BEGIN Data for this task

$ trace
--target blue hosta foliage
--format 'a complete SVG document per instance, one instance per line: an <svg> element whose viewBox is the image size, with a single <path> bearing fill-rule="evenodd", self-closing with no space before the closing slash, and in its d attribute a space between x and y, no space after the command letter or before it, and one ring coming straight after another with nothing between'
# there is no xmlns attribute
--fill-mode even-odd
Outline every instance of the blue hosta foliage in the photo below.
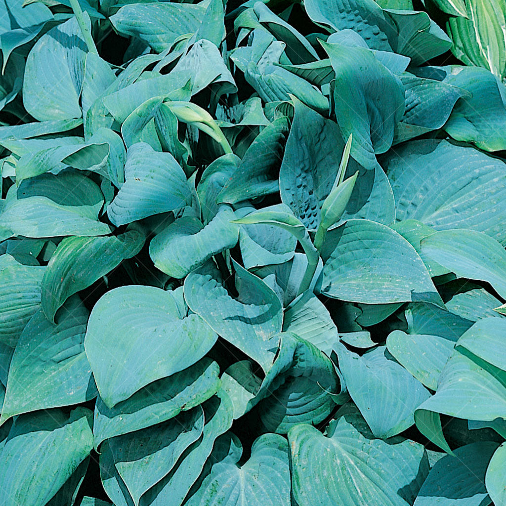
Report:
<svg viewBox="0 0 506 506"><path fill-rule="evenodd" d="M504 506L505 19L2 0L0 506Z"/></svg>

END Data for this task

#### Requirement
Reproduce the entry above word for word, but leave the picture out of your copy.

#### Task solution
$ trace
--target blue hosta foliage
--format 'a complete SVG document per instance, one instance per line: an <svg> element whose viewBox is the image size, with a single <path> bearing fill-rule="evenodd", self-closing with no space before the closing slash, and in its d attribute a space between x and y, no space after the command letter or before it, and one ring coming straight after another with nothing between'
# there is no xmlns attribute
--fill-mode even-odd
Outline every instance of the blue hosta foliage in the photo below.
Report:
<svg viewBox="0 0 506 506"><path fill-rule="evenodd" d="M504 506L505 19L2 0L0 506Z"/></svg>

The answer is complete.